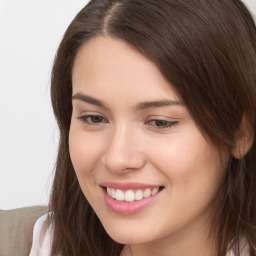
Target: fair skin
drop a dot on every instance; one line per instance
(129, 127)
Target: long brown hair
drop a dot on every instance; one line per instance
(207, 50)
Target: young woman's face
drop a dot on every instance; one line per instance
(141, 161)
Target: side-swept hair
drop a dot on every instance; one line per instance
(206, 49)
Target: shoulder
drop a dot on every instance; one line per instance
(42, 237)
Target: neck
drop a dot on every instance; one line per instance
(194, 243)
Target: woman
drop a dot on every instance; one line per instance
(156, 105)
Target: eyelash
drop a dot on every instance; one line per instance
(167, 124)
(85, 119)
(159, 123)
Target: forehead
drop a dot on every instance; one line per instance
(105, 64)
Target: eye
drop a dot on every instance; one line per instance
(161, 124)
(92, 119)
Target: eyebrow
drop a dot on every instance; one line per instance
(158, 103)
(140, 106)
(88, 99)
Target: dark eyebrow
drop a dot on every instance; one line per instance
(158, 103)
(88, 99)
(140, 106)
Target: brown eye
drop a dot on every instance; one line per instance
(92, 119)
(161, 124)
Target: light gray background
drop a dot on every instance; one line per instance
(30, 31)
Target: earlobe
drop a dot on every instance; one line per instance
(244, 141)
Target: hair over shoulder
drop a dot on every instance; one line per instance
(206, 49)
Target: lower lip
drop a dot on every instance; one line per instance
(128, 208)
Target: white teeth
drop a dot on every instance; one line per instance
(130, 195)
(139, 195)
(147, 192)
(119, 195)
(154, 191)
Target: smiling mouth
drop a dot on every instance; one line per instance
(132, 195)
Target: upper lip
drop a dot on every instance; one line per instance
(127, 185)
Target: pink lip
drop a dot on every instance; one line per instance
(128, 208)
(127, 185)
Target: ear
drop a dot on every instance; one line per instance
(245, 138)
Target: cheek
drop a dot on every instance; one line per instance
(85, 152)
(188, 162)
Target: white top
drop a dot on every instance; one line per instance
(42, 240)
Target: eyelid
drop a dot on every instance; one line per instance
(84, 119)
(169, 123)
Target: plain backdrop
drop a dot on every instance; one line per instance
(30, 31)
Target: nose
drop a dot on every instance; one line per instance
(124, 151)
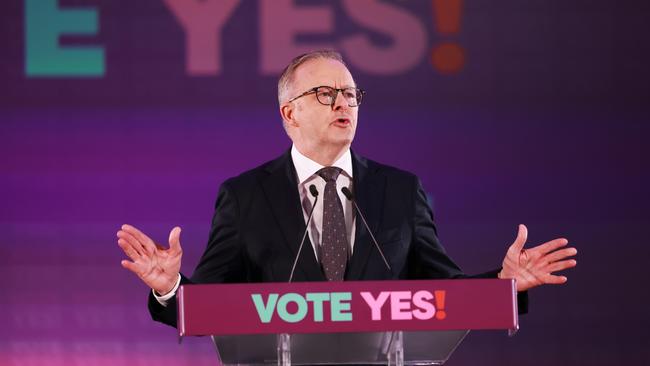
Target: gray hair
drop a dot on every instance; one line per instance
(288, 74)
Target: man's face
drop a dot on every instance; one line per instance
(322, 126)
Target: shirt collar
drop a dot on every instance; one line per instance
(306, 168)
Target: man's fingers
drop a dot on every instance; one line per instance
(558, 266)
(143, 239)
(560, 254)
(175, 240)
(522, 235)
(549, 246)
(555, 280)
(128, 249)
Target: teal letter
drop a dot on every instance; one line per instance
(265, 311)
(286, 315)
(339, 307)
(44, 23)
(318, 298)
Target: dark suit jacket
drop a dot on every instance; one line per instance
(258, 223)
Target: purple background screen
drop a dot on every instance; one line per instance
(545, 124)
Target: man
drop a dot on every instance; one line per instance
(260, 215)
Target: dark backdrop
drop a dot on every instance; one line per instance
(532, 112)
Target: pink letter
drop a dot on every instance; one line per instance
(399, 301)
(202, 22)
(280, 22)
(425, 310)
(407, 33)
(375, 304)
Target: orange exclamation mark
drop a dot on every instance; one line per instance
(439, 297)
(448, 57)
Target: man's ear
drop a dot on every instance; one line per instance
(286, 110)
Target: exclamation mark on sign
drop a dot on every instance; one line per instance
(447, 57)
(439, 297)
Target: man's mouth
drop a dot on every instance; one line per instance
(342, 121)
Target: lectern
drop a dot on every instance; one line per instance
(365, 322)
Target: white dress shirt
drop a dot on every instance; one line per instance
(306, 172)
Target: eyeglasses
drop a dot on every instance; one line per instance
(326, 95)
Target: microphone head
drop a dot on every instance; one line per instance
(313, 190)
(347, 193)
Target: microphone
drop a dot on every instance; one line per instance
(314, 193)
(350, 197)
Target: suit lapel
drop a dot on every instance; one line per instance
(280, 188)
(368, 190)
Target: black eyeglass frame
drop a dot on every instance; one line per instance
(313, 90)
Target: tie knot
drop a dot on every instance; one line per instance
(329, 173)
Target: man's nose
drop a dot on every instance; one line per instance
(340, 101)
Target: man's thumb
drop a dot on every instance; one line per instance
(522, 236)
(175, 239)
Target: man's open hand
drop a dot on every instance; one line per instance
(535, 266)
(156, 266)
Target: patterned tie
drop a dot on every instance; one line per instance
(334, 247)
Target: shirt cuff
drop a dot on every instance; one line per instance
(164, 299)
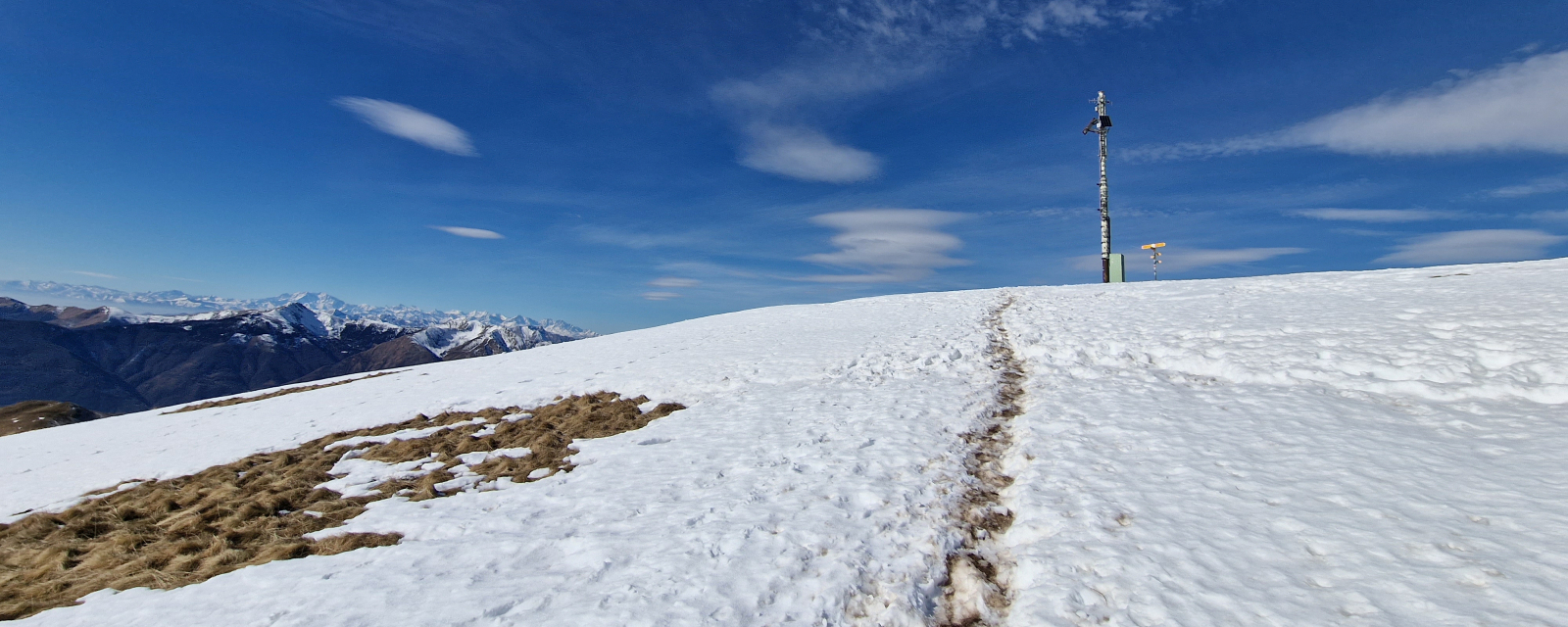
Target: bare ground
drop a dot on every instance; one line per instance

───

### [PROBLEM STATEMENT]
Repeat each line of the listing word for word, from the first through the line that contains "Target: hair over shoulder". Any picture stays out.

### [TASK SOLUTION]
Target: fair skin
drop a dot on every instance; one line per instance
(129, 127)
Target: long brown hair
drop a dot on every instance; one line per instance
(207, 50)
Target: young woman's face
drop a dot on every instance; one line per instance
(141, 161)
Target: side-swept hair
drop a dot on every instance; one line per instance
(206, 49)
Target: shoulder
drop a dot on every instance; one line per instance
(42, 237)
Target: neck
drop a dot on every instance; one line per instance
(194, 243)
Target: woman
drop a dot on every instance; one line per instance
(156, 105)
Target: eyelash
drop a dot on every instance; one line per instance
(167, 124)
(85, 119)
(159, 123)
Target: forehead
drop a dot on every instance; one line per instance
(105, 64)
Target: eye
drop a dot on every instance; one line per instance
(161, 124)
(92, 119)
Target: eyebrow
drop a dot on every instance; one line per instance
(158, 103)
(140, 106)
(88, 99)
Target: dark eyebrow
drop a dot on every instance; one line per instance
(158, 103)
(88, 99)
(140, 106)
Target: brown eye
drop a dot on every instance; one line per instance
(92, 119)
(161, 124)
Target: light gray background
drop a dot on every instance; one line per instance
(30, 31)
Target: earlobe
drop a dot on every instance; one line per instance
(244, 141)
Target: hair over shoulder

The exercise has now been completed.